* EXERCISE INSTRUCTIONS
Restate all the data word for word, leaving nothing out.

* INFORMATION SUPPLIED
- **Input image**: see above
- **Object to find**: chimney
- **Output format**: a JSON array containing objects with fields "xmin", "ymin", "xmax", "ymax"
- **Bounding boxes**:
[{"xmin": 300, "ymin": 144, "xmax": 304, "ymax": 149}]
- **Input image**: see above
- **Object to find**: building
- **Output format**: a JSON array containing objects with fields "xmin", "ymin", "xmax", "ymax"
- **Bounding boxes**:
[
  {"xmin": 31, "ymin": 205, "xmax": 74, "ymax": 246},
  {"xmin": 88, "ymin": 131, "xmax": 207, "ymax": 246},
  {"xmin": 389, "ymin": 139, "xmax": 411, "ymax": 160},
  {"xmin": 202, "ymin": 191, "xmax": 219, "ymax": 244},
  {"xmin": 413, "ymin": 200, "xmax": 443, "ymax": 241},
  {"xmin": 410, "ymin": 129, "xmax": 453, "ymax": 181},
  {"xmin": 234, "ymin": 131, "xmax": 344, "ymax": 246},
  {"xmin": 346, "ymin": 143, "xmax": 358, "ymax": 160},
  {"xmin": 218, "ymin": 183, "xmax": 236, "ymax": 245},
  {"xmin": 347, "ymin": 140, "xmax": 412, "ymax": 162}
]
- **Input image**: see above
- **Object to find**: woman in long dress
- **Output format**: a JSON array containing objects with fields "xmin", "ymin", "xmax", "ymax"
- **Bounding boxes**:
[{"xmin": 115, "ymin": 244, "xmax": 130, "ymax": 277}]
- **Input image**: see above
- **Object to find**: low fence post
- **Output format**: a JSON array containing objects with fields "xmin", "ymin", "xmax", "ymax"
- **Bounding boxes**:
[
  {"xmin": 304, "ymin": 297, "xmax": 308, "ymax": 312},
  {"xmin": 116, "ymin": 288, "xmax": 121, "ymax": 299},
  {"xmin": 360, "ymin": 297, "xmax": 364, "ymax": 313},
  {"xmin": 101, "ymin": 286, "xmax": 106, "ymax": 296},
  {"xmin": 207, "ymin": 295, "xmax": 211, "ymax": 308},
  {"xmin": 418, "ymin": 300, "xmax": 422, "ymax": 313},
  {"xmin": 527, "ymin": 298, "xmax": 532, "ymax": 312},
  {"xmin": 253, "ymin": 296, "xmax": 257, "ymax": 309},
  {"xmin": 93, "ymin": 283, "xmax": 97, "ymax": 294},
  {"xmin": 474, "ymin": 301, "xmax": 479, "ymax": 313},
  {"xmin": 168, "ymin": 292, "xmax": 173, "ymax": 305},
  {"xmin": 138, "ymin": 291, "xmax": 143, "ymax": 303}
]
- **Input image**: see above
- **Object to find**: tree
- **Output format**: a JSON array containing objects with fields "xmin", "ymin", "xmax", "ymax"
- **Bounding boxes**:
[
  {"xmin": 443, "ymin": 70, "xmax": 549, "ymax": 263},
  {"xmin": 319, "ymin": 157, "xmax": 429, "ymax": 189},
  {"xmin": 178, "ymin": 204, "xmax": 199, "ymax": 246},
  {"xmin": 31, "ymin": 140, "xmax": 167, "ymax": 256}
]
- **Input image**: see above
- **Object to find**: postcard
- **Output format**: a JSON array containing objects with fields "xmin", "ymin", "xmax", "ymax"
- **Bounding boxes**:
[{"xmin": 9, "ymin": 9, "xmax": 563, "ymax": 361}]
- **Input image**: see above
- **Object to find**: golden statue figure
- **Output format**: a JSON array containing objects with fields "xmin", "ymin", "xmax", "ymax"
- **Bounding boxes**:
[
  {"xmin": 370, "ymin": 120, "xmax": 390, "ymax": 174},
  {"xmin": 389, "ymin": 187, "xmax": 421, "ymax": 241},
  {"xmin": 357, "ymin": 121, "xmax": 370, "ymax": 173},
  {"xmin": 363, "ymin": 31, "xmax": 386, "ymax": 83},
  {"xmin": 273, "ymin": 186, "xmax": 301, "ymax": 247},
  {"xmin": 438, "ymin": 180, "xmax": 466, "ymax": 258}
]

* ANSWER
- **Input image**: see above
- **Object to find**: chimney
- **Output format**: a JSON array containing objects with fields "xmin", "ymin", "xmax", "ymax"
- **Bounding boxes**:
[{"xmin": 300, "ymin": 144, "xmax": 304, "ymax": 149}]
- **Input image**: see above
- **Object to find**: building
- **Output format**: a JSON array containing objects with fields "xmin", "ymin", "xmax", "ymax"
- **Bounding boxes**:
[
  {"xmin": 31, "ymin": 205, "xmax": 74, "ymax": 246},
  {"xmin": 88, "ymin": 131, "xmax": 207, "ymax": 246},
  {"xmin": 389, "ymin": 139, "xmax": 411, "ymax": 160},
  {"xmin": 202, "ymin": 191, "xmax": 219, "ymax": 244},
  {"xmin": 413, "ymin": 200, "xmax": 443, "ymax": 241},
  {"xmin": 410, "ymin": 129, "xmax": 453, "ymax": 181},
  {"xmin": 234, "ymin": 131, "xmax": 344, "ymax": 246},
  {"xmin": 346, "ymin": 143, "xmax": 358, "ymax": 160},
  {"xmin": 218, "ymin": 183, "xmax": 236, "ymax": 245},
  {"xmin": 347, "ymin": 140, "xmax": 412, "ymax": 162}
]
- **Input image**: see above
- **Object to find**: woman in long dress
- **Output format**: a JSON array containing objects with fields "xmin", "ymin", "xmax", "ymax"
- **Bounding boxes**:
[{"xmin": 115, "ymin": 244, "xmax": 130, "ymax": 277}]
- **Input image**: see above
- **Object to find**: low fence post
- **Output format**: a JSON array containing objects with fields "xmin", "ymin", "xmax", "ymax"
- **Bounding boxes**:
[
  {"xmin": 304, "ymin": 297, "xmax": 308, "ymax": 312},
  {"xmin": 116, "ymin": 288, "xmax": 121, "ymax": 299},
  {"xmin": 360, "ymin": 297, "xmax": 364, "ymax": 313},
  {"xmin": 101, "ymin": 286, "xmax": 106, "ymax": 296},
  {"xmin": 207, "ymin": 295, "xmax": 211, "ymax": 308},
  {"xmin": 418, "ymin": 300, "xmax": 422, "ymax": 313},
  {"xmin": 527, "ymin": 298, "xmax": 532, "ymax": 312},
  {"xmin": 253, "ymin": 296, "xmax": 257, "ymax": 309},
  {"xmin": 93, "ymin": 283, "xmax": 97, "ymax": 294},
  {"xmin": 474, "ymin": 301, "xmax": 479, "ymax": 313},
  {"xmin": 168, "ymin": 292, "xmax": 173, "ymax": 305},
  {"xmin": 138, "ymin": 291, "xmax": 143, "ymax": 303}
]
- **Input image**: see above
- **Object to find**: tree
- **Output format**: a JSON array containing objects with fields "xmin", "ymin", "xmax", "ymax"
- **Bounding boxes**:
[
  {"xmin": 443, "ymin": 70, "xmax": 549, "ymax": 263},
  {"xmin": 319, "ymin": 157, "xmax": 429, "ymax": 189},
  {"xmin": 178, "ymin": 204, "xmax": 199, "ymax": 246},
  {"xmin": 31, "ymin": 140, "xmax": 167, "ymax": 256}
]
- **Input image**: see above
- **Object to find**: postcard
- **Output format**: a JSON array containing objects with fields "xmin", "ymin", "xmax", "ymax"
- **Bounding boxes**:
[{"xmin": 9, "ymin": 9, "xmax": 563, "ymax": 361}]
- **Input image**: see above
- **Object to find**: golden statue figure
- **Output format**: a JSON array containing objects with fields "xmin", "ymin", "xmax", "ymax"
- **Bounding boxes**:
[
  {"xmin": 370, "ymin": 120, "xmax": 390, "ymax": 174},
  {"xmin": 389, "ymin": 187, "xmax": 421, "ymax": 241},
  {"xmin": 357, "ymin": 121, "xmax": 370, "ymax": 173},
  {"xmin": 363, "ymin": 31, "xmax": 386, "ymax": 83},
  {"xmin": 273, "ymin": 186, "xmax": 301, "ymax": 247},
  {"xmin": 438, "ymin": 180, "xmax": 466, "ymax": 258}
]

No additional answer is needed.